- [Extrait du document]
....

Ma mission à haut risque : doter le service RH des procédures et ressources humaines adéquates
L’objectif est de permettre aux quatre collaborateurs du service RH de jouer pleinement leur rôle auprès des 800 salariés du groupe, sans se limiter à la gestion de la paie. Sachant que celle-ci est complexe à élaborer au regard de la diversité des entreprises, localisées sur tout le territoire, et de celle des accords.
Je procède tout d’abord à un état des lieux de l’existant en recensant l’ensemble des accords appliqués dans chaque entité. Il s’agit de voir comment en renégocier de nouveaux, alors que ceux encore en vigueur auraient dû cesser de l’être il y a plusieurs années.
Ce premier palier me sert à atteindre le second – proposer une organisation RH constructive, au service d’une politique RH qui ait du sens. En d’autres termes : préparer l’avenir au lieu de se contenter de gérer les RH au coup-par-coup.
Pour cela, un pôle Développement RH doit être créé, avec un focus Formation et un focus Administration du personnel. Il faut savoir que des subventions ont été accordées par le Conseil Régional à l’un des sites du groupe ; or, aucun collaborateur du service RH ne gère la formation ! Problème : si aucune action n’est mise en œuvre, les subventions devront être remboursées. Je demande donc à recruter une nouvelle ressource.
J’ai alors le sentiment de manier de la dynamite… Le codir (les N-1 du président et celui-ci) est en effet persuadé que le service RH compte trop de collaborateurs et que ceux-ci « ne font rien » ! Au travers de l’organisation RH que je propose et de la stratégie RH qui l’inspire, je réussis néanmoins à obtenir gain de cause.
La politique RH initiée : une matrice pour un service RH autonome
Aucun DRH ne sera nommé à l’issue de ma mission de transition [3]. Le groupe rachète en parallèle un autre groupe de même taille que lui. Difficile de croire que le « petit service RH » puisse gérer 1600 collaborateurs au lieu de 800 précédemment. Et pourtant… Le personnel RH relève le défi !

....

- [Données fournies]

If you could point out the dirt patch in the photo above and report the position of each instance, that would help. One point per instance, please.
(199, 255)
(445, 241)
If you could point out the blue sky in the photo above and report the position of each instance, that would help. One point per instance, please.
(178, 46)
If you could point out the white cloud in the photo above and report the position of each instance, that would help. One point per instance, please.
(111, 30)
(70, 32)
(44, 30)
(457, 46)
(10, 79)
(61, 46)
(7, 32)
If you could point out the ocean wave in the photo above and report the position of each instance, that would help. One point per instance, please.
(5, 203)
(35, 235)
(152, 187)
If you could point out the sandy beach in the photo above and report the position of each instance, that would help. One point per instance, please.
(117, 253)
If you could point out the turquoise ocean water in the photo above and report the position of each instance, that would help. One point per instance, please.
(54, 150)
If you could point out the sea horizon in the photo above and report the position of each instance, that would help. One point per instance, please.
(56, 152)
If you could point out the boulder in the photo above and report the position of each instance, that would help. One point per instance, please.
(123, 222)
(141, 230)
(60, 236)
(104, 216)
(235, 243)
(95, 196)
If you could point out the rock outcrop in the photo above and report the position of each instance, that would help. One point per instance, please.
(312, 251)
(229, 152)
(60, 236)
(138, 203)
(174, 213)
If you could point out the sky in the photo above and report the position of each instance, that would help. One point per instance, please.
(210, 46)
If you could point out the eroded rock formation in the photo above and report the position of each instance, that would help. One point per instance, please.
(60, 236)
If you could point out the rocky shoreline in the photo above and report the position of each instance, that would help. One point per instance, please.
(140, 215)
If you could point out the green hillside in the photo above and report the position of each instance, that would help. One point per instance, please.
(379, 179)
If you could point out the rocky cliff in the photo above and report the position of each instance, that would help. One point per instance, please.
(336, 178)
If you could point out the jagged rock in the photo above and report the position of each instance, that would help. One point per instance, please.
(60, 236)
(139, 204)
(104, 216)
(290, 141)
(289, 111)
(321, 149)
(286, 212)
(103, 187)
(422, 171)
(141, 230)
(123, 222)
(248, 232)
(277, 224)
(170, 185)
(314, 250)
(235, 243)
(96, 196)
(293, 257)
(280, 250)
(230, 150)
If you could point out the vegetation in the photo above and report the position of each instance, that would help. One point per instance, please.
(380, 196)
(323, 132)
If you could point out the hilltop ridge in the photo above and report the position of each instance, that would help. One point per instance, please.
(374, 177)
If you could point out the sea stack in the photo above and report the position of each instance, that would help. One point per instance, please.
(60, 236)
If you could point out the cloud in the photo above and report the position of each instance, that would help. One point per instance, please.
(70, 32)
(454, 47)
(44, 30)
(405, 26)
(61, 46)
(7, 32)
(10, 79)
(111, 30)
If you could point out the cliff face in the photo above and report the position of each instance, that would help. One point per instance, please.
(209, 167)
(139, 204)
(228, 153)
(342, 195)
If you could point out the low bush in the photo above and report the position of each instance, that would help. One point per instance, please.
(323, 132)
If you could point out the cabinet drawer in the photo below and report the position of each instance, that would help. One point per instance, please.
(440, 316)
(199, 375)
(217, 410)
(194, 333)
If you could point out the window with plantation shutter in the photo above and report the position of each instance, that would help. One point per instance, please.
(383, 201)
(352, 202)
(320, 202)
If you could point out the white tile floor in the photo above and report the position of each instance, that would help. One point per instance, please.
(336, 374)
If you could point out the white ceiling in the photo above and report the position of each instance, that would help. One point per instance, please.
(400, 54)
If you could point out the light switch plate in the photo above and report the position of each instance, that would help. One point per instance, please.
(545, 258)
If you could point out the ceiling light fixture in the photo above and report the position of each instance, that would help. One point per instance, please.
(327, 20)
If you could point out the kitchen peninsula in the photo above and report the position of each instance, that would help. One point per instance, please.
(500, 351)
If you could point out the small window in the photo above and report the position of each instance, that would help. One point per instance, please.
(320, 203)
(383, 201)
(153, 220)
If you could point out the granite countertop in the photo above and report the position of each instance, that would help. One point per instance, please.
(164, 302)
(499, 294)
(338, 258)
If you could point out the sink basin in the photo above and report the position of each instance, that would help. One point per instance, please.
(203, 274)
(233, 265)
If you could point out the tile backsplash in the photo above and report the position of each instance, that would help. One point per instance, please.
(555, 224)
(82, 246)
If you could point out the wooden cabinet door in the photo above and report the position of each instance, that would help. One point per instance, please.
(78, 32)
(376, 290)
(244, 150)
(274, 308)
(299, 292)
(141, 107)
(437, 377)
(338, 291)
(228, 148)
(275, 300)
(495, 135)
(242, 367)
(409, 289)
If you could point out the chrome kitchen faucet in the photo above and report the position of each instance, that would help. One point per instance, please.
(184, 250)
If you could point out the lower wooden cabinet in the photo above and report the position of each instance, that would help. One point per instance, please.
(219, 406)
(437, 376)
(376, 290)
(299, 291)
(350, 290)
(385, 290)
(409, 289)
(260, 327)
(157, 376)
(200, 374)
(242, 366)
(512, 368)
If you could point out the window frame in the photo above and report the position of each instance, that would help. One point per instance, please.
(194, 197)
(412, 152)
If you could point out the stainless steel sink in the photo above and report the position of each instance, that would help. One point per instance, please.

....

- [Liste des tâches]
1. Reprenez sous forme de liste, en plus court, le paragraphe de l'extrait qui commence par « Pour cela, un pôle Développement RH », sans perdre ses faits principaux.
2. Répondez à ces questions d'après l'extrait :
(a) Combien de collaborateurs compte le service RH ?
(b) Qui forme le codir ?
(c) Combien de collaborateurs le service RH doit-il gérer après le rachat de l'autre groupe ?
La liste ne joue aucun rôle dans ce travail.

- [Réponses attendues]
1.
- Créer un pôle Développement RH, avec un focus Formation et un focus Administration du personnel.
- Le Conseil Régional a accordé des subventions à l'un des sites du groupe, mais personne au service RH ne gère la formation.
- Si aucune action n'est mise en œuvre, ces subventions devront être remboursées.
- D'où la demande de recruter une nouvelle ressource.

2.
(a) Quatre.
(b) Le président et ses N-1.
(c) 1600.